— WHAT TO DO —
Can you extract every line of the items below that contains the string "Outlines", matching case exactly?
* start *
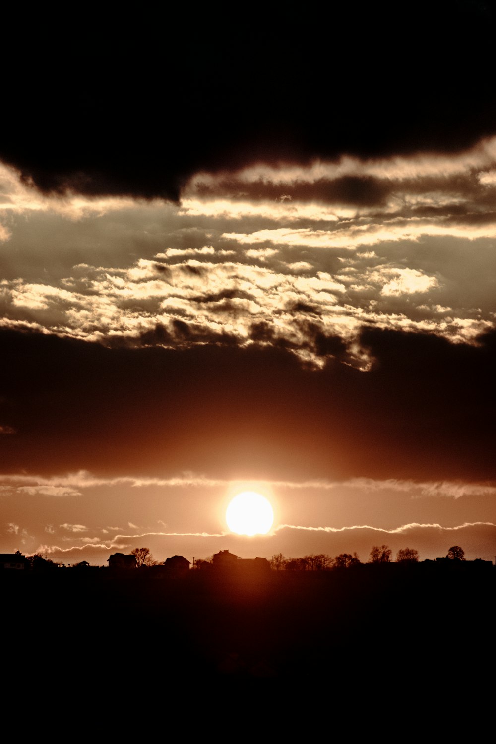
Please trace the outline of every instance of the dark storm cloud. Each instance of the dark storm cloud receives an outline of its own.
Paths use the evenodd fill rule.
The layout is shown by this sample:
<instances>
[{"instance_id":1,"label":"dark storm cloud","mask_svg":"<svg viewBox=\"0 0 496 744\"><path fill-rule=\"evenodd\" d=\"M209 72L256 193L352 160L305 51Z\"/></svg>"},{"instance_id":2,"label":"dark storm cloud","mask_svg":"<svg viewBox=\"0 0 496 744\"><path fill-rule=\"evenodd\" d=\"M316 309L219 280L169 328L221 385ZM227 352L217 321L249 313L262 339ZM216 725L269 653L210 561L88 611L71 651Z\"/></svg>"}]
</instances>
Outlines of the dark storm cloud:
<instances>
[{"instance_id":1,"label":"dark storm cloud","mask_svg":"<svg viewBox=\"0 0 496 744\"><path fill-rule=\"evenodd\" d=\"M45 191L177 199L199 170L448 151L495 131L489 6L264 5L227 33L225 20L209 6L176 9L168 33L148 14L80 17L70 34L23 24L30 73L3 82L0 157Z\"/></svg>"},{"instance_id":2,"label":"dark storm cloud","mask_svg":"<svg viewBox=\"0 0 496 744\"><path fill-rule=\"evenodd\" d=\"M494 480L495 341L369 330L363 373L257 343L109 349L4 331L4 472Z\"/></svg>"}]
</instances>

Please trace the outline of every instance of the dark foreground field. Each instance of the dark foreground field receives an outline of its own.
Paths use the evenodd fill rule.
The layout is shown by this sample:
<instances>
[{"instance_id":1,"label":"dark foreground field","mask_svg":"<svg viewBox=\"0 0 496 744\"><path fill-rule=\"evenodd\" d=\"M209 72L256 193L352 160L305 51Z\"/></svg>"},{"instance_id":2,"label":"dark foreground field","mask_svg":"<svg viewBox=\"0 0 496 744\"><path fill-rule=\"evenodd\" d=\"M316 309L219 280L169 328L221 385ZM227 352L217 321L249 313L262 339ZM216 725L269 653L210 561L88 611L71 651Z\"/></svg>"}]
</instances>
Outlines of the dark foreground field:
<instances>
[{"instance_id":1,"label":"dark foreground field","mask_svg":"<svg viewBox=\"0 0 496 744\"><path fill-rule=\"evenodd\" d=\"M152 569L8 574L0 576L2 637L19 679L60 685L81 672L115 684L159 673L198 689L265 678L385 691L492 677L491 567L176 580Z\"/></svg>"}]
</instances>

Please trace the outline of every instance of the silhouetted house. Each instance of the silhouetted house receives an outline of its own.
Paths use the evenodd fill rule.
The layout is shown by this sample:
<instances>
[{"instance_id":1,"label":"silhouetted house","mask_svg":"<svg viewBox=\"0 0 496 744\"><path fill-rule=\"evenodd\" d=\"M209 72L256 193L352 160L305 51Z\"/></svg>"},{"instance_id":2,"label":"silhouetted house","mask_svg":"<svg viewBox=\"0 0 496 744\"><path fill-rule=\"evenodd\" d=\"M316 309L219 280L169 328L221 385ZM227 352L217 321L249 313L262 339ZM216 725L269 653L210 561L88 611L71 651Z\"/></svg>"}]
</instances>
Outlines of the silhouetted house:
<instances>
[{"instance_id":1,"label":"silhouetted house","mask_svg":"<svg viewBox=\"0 0 496 744\"><path fill-rule=\"evenodd\" d=\"M0 571L25 571L29 568L29 561L25 556L17 553L0 553Z\"/></svg>"},{"instance_id":2,"label":"silhouetted house","mask_svg":"<svg viewBox=\"0 0 496 744\"><path fill-rule=\"evenodd\" d=\"M109 568L135 568L136 558L131 554L125 555L123 553L112 553L107 559Z\"/></svg>"},{"instance_id":3,"label":"silhouetted house","mask_svg":"<svg viewBox=\"0 0 496 744\"><path fill-rule=\"evenodd\" d=\"M168 576L184 576L190 570L190 561L183 556L172 556L164 565Z\"/></svg>"},{"instance_id":4,"label":"silhouetted house","mask_svg":"<svg viewBox=\"0 0 496 744\"><path fill-rule=\"evenodd\" d=\"M219 551L213 555L213 568L220 571L260 574L270 571L270 568L266 558L240 558L229 551Z\"/></svg>"},{"instance_id":5,"label":"silhouetted house","mask_svg":"<svg viewBox=\"0 0 496 744\"><path fill-rule=\"evenodd\" d=\"M239 556L235 556L229 551L219 551L214 553L213 556L213 565L214 568L222 571L231 570L237 568L238 562L241 560Z\"/></svg>"}]
</instances>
* end *
— EXERCISE RESULT —
Outlines of the dark storm cloud:
Outlines of the dark foreground field:
Outlines of the silhouetted house:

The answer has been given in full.